» Work required
Please lay out every line of the records below as a Markdown table with two columns: Row, holding the row number, and Line, holding the line itself. Leave out blank lines.

» Records provided
====================

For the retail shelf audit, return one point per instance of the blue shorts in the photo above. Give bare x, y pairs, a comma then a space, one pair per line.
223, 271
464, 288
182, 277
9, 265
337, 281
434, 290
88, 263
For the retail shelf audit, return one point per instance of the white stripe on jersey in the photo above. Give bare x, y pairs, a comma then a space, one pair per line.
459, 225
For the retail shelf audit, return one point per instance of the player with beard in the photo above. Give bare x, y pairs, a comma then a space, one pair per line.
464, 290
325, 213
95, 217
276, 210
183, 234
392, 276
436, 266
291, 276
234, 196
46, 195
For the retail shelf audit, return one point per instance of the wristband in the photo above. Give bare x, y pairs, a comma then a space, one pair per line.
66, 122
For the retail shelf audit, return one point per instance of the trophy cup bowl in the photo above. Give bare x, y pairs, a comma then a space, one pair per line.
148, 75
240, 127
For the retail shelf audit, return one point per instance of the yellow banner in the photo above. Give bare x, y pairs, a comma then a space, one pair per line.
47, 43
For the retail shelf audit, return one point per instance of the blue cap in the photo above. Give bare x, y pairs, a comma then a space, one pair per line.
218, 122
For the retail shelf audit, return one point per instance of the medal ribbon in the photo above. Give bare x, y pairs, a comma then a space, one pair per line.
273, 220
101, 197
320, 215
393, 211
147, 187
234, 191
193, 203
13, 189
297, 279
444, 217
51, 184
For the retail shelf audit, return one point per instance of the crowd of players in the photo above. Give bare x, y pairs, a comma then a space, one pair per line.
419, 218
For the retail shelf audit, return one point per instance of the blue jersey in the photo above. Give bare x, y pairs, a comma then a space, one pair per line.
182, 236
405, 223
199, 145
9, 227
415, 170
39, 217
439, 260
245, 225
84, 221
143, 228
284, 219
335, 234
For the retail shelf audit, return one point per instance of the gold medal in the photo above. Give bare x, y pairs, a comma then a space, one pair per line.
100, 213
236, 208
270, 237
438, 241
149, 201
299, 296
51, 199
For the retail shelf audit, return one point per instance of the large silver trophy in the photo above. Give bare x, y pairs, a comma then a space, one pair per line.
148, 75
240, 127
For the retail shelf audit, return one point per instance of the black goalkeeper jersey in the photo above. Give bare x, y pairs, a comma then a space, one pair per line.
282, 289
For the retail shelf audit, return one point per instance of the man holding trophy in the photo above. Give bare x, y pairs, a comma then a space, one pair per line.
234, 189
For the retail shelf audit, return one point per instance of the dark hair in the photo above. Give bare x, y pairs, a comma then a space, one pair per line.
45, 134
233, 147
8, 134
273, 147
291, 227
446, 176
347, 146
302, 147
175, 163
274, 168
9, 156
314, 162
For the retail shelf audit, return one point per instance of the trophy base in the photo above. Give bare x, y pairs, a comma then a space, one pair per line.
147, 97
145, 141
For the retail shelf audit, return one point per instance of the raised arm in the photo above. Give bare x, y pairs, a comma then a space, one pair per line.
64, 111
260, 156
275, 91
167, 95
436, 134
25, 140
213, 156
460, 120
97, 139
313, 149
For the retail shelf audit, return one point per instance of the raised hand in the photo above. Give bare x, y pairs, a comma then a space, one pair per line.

====================

» Solution to the problem
| Row | Line |
|---|---|
| 1 | For the retail shelf audit, return one point per instance of the blue shorts in the photo above. Give bare x, y pairs, a comma then a space, one pair per line. |
| 2 | 223, 271 |
| 3 | 464, 288 |
| 4 | 182, 277 |
| 5 | 9, 265 |
| 6 | 337, 281 |
| 7 | 434, 290 |
| 8 | 88, 263 |
| 9 | For the retail shelf audit, return one point per instance of the white stripe on jersey in the photo above. Give bare x, y pairs, a comma then a space, one pair per line. |
| 10 | 459, 225 |
| 11 | For the retail shelf audit, return one point per instance of the player with beard in the photo above. Give bare x, y pairs, a comma then a space, one pair per line. |
| 12 | 464, 290 |
| 13 | 325, 213 |
| 14 | 95, 217 |
| 15 | 276, 210 |
| 16 | 183, 234 |
| 17 | 392, 276 |
| 18 | 436, 266 |
| 19 | 291, 276 |
| 20 | 234, 196 |
| 21 | 46, 195 |
| 22 | For the retail shelf audit, return one point per instance of the wristband in the photo above. Give bare x, y pairs, a comma then a space, one pair per line. |
| 23 | 66, 122 |
| 24 | For the retail shelf audit, return one point per instance of the trophy cup bowl in the photo above. Give bare x, y pairs, a comma then a space, one pair per line. |
| 25 | 148, 75 |
| 26 | 240, 127 |
| 27 | For the retail shelf audit, return one point per instance of the yellow banner in the photo above. Give bare x, y pairs, a comma then a space, one pair per line. |
| 28 | 47, 43 |
| 29 | For the retail shelf audit, return one point per instance of the blue cap in the photo above. Give bare x, y pairs, a comma then a space, one pair per line. |
| 30 | 218, 122 |
| 31 | For the retail shelf audit, return one point per instance of the medal ribbon in the photo above. Give bare x, y pairs, a comma then a space, one pair per line. |
| 32 | 273, 220 |
| 33 | 101, 197 |
| 34 | 320, 215 |
| 35 | 393, 211 |
| 36 | 147, 187 |
| 37 | 234, 191 |
| 38 | 193, 203 |
| 39 | 13, 189 |
| 40 | 297, 279 |
| 41 | 444, 217 |
| 42 | 51, 184 |
| 43 | For the retail shelf audit, return one point per instance of the crowd of players in the photo above. Give bare x, y pairs, a comma then a space, one pair per line. |
| 44 | 419, 218 |
| 45 | For the retail shelf audit, return one point per instance of the blue jersey in the photo above. Give bare x, y pairs, a comma then a space, one pair per line. |
| 46 | 182, 236 |
| 47 | 405, 223 |
| 48 | 199, 145 |
| 49 | 9, 227 |
| 50 | 415, 170 |
| 51 | 39, 217 |
| 52 | 439, 260 |
| 53 | 245, 225 |
| 54 | 84, 221 |
| 55 | 143, 228 |
| 56 | 284, 219 |
| 57 | 335, 234 |
| 58 | For the retail shelf audit, return one point per instance of the gold medal in the photo above. Give bare x, y pairs, a comma then a space, one pair per line. |
| 59 | 100, 213 |
| 60 | 236, 208 |
| 61 | 270, 237 |
| 62 | 438, 241 |
| 63 | 149, 201 |
| 64 | 299, 296 |
| 65 | 51, 199 |
| 66 | For the retail shelf audit, return one point per instance of the large silver trophy in the photo above. Give bare x, y pairs, a comma then a space, one pair per line. |
| 67 | 148, 75 |
| 68 | 240, 127 |
| 69 | For the retail shelf audit, return one point per instance of the black goalkeeper jersey in the photo above. Give bare x, y pairs, a comma then a space, one pair per line. |
| 70 | 282, 289 |
| 71 | For the retail shelf audit, return one point per instance of the man holding trophy in the photo above. Give bare x, y pairs, a comma then a space, one pair per line. |
| 72 | 234, 189 |
| 73 | For the retail shelf audit, return one point per instance of the dark hair in the photo above. Give bare x, y pairs, a comma then a space, one pair per line. |
| 74 | 45, 134 |
| 75 | 233, 147 |
| 76 | 8, 134 |
| 77 | 273, 147 |
| 78 | 291, 227 |
| 79 | 446, 176 |
| 80 | 347, 146 |
| 81 | 302, 147 |
| 82 | 175, 163 |
| 83 | 274, 168 |
| 84 | 9, 156 |
| 85 | 314, 162 |
| 86 | For the retail shelf audit, return one point per instance of the trophy base in the photo above. Give bare x, y pairs, a comma then a space, one pair per line. |
| 87 | 147, 97 |
| 88 | 145, 141 |
| 89 | For the retail shelf audit, return one point per instance of the raised arm in the photo above. Give bare x, y pairs, a comma then a space, one pair per line. |
| 90 | 64, 111 |
| 91 | 260, 156 |
| 92 | 275, 91 |
| 93 | 167, 95 |
| 94 | 436, 134 |
| 95 | 25, 140 |
| 96 | 213, 156 |
| 97 | 460, 120 |
| 98 | 97, 139 |
| 99 | 313, 149 |
| 100 | For the retail shelf audit, return one point per instance of the raised hand in the photo above. Give bare x, y pairs, a comma then a space, one pair per line. |